What <4GB workloads would have worse performance in the Linux x32 ABI than x64?

Asked 15/10, 2012 at 19:56 Answered 15/10, 2012 at 21:8

linux performance x86 x86-64 linux-x32-abi

There is a relatively new Linux ABI referred to as x32, where the x86-64 processor runs in 32-bit mode, so pointers are still only 32-bits, but the 64-bit architecture specific registers are still used. So you're still limited to 4GB max memory use as in normal 32-bit, but your pointers use up less cache space than they do in 64-bit, you can do 64-bit arithmetic efficiently, and you get access to more registers (16) than you would in vanilla 32-bit (8).

Assuming you have a workload that fits nicely within 4GB, is there any way the performance of x32 could be worse than on x86-64?

It seems to me that if you don't need the extra memory space nothing is lost -- you should always get the same perf (when you already fit in cache) or better (when the pointer space savings lets you fit more in cache). But it wouldn't surprise me if there are paging/TLB/etc. details that I don't know about.

• **Task description**
Transcribe the x32 ABI question verbatim, between "linux performance x86" and "vanilla 32-bit (8).", inclusive.

• **Provided data**

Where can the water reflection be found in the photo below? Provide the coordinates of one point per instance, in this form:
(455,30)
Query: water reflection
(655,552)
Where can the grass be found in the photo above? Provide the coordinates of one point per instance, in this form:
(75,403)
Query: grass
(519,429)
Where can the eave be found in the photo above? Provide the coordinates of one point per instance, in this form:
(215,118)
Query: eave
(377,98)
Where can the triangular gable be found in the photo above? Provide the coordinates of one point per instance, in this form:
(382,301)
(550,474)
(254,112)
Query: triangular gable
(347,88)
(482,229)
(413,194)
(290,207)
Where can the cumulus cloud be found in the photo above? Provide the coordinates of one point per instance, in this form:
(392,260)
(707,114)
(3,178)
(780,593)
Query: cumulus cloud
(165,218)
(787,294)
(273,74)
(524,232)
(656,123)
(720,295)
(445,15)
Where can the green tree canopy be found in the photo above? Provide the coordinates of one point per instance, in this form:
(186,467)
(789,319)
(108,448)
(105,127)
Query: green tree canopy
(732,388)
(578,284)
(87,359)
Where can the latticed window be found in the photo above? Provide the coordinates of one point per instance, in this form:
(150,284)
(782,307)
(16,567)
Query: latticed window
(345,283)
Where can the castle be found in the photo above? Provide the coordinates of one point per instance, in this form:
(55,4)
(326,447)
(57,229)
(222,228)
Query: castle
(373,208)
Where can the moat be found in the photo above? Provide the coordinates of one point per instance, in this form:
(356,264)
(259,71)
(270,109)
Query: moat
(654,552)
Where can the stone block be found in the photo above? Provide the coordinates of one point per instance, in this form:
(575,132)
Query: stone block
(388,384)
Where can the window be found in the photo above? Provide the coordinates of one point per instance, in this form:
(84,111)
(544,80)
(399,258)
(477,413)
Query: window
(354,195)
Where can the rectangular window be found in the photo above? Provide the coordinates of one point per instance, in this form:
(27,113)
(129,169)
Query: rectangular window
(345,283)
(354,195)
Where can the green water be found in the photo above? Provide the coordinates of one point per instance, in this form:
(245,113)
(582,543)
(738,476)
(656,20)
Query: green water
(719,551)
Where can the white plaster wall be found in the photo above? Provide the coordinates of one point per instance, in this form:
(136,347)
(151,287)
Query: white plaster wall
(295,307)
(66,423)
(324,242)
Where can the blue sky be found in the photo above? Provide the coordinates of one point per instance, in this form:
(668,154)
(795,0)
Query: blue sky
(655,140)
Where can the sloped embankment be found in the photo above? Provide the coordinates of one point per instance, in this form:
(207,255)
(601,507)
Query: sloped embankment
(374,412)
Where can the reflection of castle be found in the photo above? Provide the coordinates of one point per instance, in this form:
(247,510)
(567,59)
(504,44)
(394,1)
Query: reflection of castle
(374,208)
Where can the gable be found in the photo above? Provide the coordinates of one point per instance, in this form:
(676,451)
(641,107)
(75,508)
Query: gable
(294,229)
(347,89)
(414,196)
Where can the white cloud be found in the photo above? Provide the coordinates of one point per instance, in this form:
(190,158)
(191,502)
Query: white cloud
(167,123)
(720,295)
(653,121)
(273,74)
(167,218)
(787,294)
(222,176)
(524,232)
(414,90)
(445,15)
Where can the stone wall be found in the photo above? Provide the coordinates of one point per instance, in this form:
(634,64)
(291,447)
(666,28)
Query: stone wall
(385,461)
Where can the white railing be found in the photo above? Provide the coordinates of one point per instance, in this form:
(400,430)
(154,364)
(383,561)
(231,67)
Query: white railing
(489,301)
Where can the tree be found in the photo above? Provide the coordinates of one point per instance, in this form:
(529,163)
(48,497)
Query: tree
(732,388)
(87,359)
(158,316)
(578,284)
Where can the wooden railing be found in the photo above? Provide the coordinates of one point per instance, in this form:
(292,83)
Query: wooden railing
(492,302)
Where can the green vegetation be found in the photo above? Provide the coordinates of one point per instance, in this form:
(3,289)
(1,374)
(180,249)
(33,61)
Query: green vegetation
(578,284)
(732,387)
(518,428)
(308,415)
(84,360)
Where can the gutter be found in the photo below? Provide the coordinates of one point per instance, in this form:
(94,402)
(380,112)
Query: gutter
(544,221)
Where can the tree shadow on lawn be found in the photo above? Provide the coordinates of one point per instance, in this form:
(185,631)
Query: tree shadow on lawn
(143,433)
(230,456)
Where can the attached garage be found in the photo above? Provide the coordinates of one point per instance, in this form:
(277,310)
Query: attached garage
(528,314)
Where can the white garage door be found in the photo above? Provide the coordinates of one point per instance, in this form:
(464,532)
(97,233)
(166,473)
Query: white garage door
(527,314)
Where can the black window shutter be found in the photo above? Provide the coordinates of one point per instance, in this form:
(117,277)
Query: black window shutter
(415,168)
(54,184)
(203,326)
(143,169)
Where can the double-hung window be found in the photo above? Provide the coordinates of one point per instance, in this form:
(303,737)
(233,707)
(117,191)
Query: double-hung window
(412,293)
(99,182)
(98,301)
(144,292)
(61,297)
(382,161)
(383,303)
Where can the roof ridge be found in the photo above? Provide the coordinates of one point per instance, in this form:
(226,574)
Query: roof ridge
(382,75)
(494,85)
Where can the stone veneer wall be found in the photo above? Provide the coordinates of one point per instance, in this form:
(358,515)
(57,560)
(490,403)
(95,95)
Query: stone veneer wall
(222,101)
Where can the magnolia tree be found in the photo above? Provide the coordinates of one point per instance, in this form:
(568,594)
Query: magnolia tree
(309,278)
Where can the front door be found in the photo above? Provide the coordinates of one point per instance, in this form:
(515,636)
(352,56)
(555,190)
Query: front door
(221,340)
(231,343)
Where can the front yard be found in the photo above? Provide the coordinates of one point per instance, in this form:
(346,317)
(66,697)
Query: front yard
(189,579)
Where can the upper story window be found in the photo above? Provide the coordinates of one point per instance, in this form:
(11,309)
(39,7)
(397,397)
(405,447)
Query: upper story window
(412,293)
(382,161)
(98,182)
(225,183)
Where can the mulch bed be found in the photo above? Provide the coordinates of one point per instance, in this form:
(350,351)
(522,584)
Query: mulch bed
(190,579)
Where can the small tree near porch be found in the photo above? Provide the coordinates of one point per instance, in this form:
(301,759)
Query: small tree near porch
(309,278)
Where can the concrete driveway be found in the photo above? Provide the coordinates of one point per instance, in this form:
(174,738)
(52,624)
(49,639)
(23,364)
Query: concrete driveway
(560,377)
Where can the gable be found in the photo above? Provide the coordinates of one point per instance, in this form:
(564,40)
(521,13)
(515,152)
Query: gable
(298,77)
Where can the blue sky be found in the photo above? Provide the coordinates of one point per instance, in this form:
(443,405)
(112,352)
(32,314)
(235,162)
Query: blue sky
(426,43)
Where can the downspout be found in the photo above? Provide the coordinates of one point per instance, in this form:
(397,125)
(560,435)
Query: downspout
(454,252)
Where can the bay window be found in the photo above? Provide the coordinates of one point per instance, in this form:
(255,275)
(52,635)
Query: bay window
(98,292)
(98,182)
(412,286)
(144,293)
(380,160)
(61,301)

• **The result**
linux performance x86 x86-64 linux-x32-abi

There is a relatively new Linux ABI referred to as x32, where the x86-64 processor runs in 32-bit mode, so pointers are still only 32-bits, but the 64-bit architecture specific registers are still used. So you're still limited to 4GB max memory use as in normal 32-bit, but your pointers use up less cache space than they do in 64-bit, you can do 64-bit arithmetic efficiently, and you get access to more registers (16) than you would in vanilla 32-bit (8).